*Materials provided*:
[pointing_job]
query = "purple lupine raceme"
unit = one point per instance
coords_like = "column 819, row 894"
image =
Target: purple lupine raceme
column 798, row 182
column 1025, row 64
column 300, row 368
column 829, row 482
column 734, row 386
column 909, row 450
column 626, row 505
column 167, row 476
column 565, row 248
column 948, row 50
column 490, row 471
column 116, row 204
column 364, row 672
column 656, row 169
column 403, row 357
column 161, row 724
--
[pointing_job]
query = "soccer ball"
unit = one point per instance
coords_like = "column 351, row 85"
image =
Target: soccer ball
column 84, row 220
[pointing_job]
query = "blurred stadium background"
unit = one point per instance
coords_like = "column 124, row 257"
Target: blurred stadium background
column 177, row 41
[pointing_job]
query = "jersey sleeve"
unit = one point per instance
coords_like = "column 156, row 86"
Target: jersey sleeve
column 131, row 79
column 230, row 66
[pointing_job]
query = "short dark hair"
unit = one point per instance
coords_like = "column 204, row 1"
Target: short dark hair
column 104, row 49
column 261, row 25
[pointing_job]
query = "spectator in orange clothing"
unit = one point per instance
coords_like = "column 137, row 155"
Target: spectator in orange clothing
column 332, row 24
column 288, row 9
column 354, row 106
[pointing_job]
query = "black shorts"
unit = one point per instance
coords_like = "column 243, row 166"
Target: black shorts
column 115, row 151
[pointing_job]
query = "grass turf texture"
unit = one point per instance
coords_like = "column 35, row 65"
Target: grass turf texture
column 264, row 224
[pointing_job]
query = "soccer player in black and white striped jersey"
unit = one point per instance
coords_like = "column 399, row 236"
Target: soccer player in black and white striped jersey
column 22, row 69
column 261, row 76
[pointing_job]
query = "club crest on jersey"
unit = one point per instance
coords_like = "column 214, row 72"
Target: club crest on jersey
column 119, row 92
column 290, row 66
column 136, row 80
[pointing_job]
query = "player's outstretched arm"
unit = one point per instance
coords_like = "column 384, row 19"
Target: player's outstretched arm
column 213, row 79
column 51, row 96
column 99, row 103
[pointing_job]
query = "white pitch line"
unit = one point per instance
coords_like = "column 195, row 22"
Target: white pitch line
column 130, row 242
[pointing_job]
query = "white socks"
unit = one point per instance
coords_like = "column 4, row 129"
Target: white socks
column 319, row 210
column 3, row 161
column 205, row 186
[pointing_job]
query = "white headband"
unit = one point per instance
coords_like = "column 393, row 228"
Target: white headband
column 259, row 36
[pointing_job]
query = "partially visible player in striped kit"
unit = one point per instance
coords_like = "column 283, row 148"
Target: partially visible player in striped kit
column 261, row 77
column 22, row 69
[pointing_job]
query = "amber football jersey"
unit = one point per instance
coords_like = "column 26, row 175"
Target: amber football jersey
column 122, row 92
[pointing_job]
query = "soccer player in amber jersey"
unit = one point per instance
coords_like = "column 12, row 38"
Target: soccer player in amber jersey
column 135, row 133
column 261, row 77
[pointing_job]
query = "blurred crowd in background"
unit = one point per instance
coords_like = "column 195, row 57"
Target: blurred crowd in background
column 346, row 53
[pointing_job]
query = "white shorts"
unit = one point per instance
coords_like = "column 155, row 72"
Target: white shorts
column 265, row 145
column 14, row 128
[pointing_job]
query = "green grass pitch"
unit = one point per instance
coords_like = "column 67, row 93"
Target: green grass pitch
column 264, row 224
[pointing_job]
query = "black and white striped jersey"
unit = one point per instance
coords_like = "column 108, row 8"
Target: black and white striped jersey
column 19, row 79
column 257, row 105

*Exercise directions*: Pull out each line from the rows above that contains the word "orange".

*Task result*:
query = "spectator in orange clothing"
Target: spectator in orange clothing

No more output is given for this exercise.